(A block of data)
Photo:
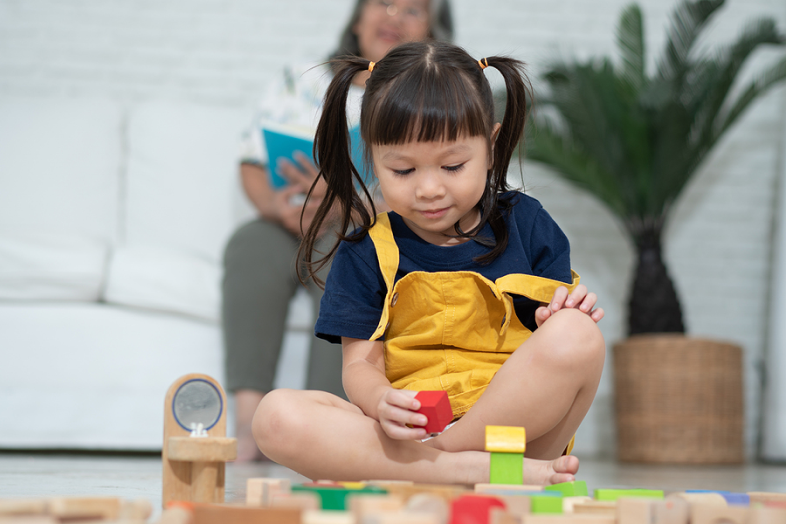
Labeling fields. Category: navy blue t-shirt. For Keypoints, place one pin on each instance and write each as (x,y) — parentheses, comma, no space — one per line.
(355,290)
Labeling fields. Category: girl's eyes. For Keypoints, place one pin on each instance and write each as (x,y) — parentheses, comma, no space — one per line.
(450,169)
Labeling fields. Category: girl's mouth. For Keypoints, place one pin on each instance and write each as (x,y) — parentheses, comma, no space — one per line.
(434,213)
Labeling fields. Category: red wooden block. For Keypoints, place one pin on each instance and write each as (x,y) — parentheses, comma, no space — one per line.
(436,406)
(473,509)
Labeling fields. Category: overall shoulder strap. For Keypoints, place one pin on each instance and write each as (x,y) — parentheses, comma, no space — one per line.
(387,255)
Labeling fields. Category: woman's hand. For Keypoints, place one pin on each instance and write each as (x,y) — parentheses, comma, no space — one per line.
(396,409)
(580,299)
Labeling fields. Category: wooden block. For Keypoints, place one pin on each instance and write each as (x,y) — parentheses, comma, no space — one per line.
(517,506)
(545,503)
(361,505)
(28,519)
(569,519)
(104,508)
(568,503)
(596,507)
(401,517)
(176,515)
(328,517)
(506,439)
(304,501)
(206,449)
(634,511)
(407,490)
(506,468)
(233,514)
(500,516)
(755,496)
(333,498)
(712,514)
(767,515)
(259,490)
(473,509)
(706,499)
(483,488)
(614,494)
(577,488)
(23,507)
(139,509)
(436,406)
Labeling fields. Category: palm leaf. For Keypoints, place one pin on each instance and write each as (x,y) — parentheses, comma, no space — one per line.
(630,41)
(687,23)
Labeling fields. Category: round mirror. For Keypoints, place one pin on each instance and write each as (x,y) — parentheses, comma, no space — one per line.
(197,402)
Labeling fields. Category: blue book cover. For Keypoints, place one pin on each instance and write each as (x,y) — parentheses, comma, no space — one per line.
(284,142)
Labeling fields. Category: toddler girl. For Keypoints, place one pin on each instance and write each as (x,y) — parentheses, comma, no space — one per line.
(464,286)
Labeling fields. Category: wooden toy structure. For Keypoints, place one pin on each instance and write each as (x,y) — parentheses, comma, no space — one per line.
(194,489)
(195,448)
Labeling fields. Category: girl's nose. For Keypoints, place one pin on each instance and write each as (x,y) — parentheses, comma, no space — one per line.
(430,187)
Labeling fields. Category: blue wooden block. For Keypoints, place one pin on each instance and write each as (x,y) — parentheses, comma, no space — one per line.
(735,499)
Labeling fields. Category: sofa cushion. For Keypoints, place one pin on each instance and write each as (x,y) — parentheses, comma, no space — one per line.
(60,165)
(48,266)
(183,183)
(162,279)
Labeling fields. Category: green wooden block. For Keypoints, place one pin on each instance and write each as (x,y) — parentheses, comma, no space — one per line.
(577,488)
(335,498)
(614,494)
(506,468)
(545,504)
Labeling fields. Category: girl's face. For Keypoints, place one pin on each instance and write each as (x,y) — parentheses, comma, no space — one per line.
(384,24)
(433,185)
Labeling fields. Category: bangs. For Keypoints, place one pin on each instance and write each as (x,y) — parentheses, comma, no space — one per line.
(425,104)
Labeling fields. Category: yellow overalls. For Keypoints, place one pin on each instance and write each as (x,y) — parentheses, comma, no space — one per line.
(450,330)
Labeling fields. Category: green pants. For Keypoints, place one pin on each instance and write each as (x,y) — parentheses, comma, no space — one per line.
(259,281)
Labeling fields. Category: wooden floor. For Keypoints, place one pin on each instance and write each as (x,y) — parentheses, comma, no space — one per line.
(132,477)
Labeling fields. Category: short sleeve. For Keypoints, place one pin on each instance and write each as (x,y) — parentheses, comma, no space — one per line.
(354,294)
(549,249)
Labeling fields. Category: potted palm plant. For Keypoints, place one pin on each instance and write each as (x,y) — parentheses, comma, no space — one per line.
(634,140)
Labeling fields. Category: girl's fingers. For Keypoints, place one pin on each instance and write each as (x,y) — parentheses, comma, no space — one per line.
(577,296)
(559,298)
(398,432)
(589,302)
(541,315)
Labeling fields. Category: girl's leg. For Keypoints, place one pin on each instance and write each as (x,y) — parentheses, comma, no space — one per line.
(547,385)
(324,437)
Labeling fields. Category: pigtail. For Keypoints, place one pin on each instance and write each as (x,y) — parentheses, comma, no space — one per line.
(341,205)
(518,90)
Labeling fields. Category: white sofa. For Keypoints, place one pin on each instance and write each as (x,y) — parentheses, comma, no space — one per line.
(113,219)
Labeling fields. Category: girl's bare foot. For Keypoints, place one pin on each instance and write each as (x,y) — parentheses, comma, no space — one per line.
(547,472)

**What the exercise asks**
Reproduce the entries above word for word. Pictures stay out.

**Final result**
Photo:
Labeling fields. Category: navy blue t-shirt. For Keypoints, place one pin on each instance and write each as (x,y) — parentheses, comma, no space — one per line.
(355,290)
Labeling fields. Category: girl's eyes. For Keypoints, place one pin on each instance and write each as (x,y) — parentheses, comma, no space — one per line.
(450,169)
Labeling fields. Category: girl's mouth. For Keypoints, place one pin on each instance and write each as (x,y) — parentheses, comma, no space — one per line.
(434,213)
Labeling fields. Category: red wooden block. For Keypoints, place one pin on each instance and write each as (x,y) — parentheses, comma, no space — one per line.
(436,406)
(473,509)
Labeling fields. Category: overall shoulder strap. For Keypoints, place one pin on each instance and write each as (x,y) — parentheses, comma, no space — one per line.
(387,255)
Labeling fields. Category: woman's hand. For Keypoints, place one pin on each instance and write each as (x,y) — parentheses, comma, no space — one per line.
(396,409)
(580,299)
Labeling fields. Category: wooden block. For Keypoints, place one pin on each instance and write each as (x,y) — parentheses, comma, no space — one per line.
(517,506)
(545,503)
(361,505)
(28,519)
(569,519)
(104,508)
(568,503)
(596,507)
(401,517)
(176,515)
(328,517)
(506,439)
(304,501)
(206,449)
(634,511)
(407,490)
(506,468)
(233,514)
(500,516)
(755,496)
(333,498)
(712,514)
(767,515)
(259,490)
(473,509)
(706,499)
(483,488)
(614,494)
(577,488)
(23,507)
(139,509)
(436,406)
Labeling fields. Category: palm leaf. For Keypoints, place one pin on each instance and write each as (x,y) — parentheses, comma, no space — one per line.
(630,41)
(687,23)
Labeling fields. Category: round mirror. For Keypoints, place one pin on each instance and write each as (x,y) — parentheses, comma, no space — one per line.
(197,402)
Labeling fields. Category: blue book cover. For Keypoints, place one pin on each instance and write each as (x,y) — parentheses, comma, no space — one per line.
(284,142)
Labeling fields. Category: toddler girl. For Keypoints, place one pin on each instance and write each as (x,y) — parentheses, comma, no space — one per line.
(464,286)
Labeling fields. Category: wooden toy structure. For Keypoints, place one pin on each instance and write each as (x,y) — parentheses, comma, no space — one per line.
(194,489)
(195,448)
Labeling fields. Category: girl's nose. For Keypoints, place one pin on each instance and write each as (x,y) — parentheses, comma, no space — one per line.
(430,187)
Labeling fields. Category: blue wooden block. For Keypoints, place one pin on each instance and write each as (x,y) — parentheses, comma, no space — one per line.
(735,499)
Labeling fields. Category: sofa cushion. For Keypoints, place one pin on each instance and write each as (x,y) — parentheses, comma, no space — one per line.
(60,165)
(48,266)
(183,183)
(162,279)
Labeling fields. Category: green wooden block. For Keypoints, place one pin on each instance and write each as (x,y) — parentheses, comma, no space — one per line.
(577,488)
(335,498)
(614,494)
(506,468)
(545,504)
Labeling fields. Category: girl's face. For Keypoints, place one pin on each instance and write each as (x,y) — parentheses, comma, no space — one per line.
(384,24)
(433,185)
Labeling fields. Category: bangs. For Keypoints, place one pin on each instance and write each as (x,y) — parentheses, comma, no space — one per line.
(425,104)
Labeling fields. Category: yellow overalls. For Keypoints, place one pin on each instance and write each as (x,y) — parentheses, comma, no space — one per line.
(450,330)
Labeling fields. Category: green pants. For Keypoints, place one pin on each instance and write each as (x,y) — parentheses, comma, no space — one per line.
(259,281)
Labeling fields. Category: wooden floor. For Keypoints, place one pin on each instance and write each as (x,y) — parentheses, comma, no space — one per line.
(132,477)
Labeling fields. Category: short sleeve. For Keypoints, place one pin on each instance and write each as (x,y) — parentheses, comma, no space — one per line.
(354,294)
(549,249)
Labeling fields. Category: potted palm plant. For Keypoints, place one pin on each instance and write each as (x,y) — parentheses, comma, no space — one per line.
(634,140)
Labeling fields. Category: girl's fingers. For Keypoints, place one pin on each instance and write each as (x,y) — parentheses, comma, no space — one per line.
(577,296)
(559,298)
(398,432)
(589,302)
(541,315)
Labeling fields. Category: girl's leg. For Keypoints, place one pin on each instance and write each as (x,y) — parentheses, comma, no space — one per line.
(547,385)
(324,437)
Labeling fields. Category: pigtail. For Keypoints, place one pin on each instance and write each as (x,y) — parentheses, comma, no space — one per line.
(341,205)
(518,90)
Labeling fields. Category: white sofa. For Keypoints, place one pin on each instance and write each as (x,y) — parentheses, comma, no space — one per line.
(113,219)
Labeling fields. Category: girl's bare foot. For Keypoints, place one pin on each instance and write each as (x,y) — parentheses, comma, no space — one per line.
(547,472)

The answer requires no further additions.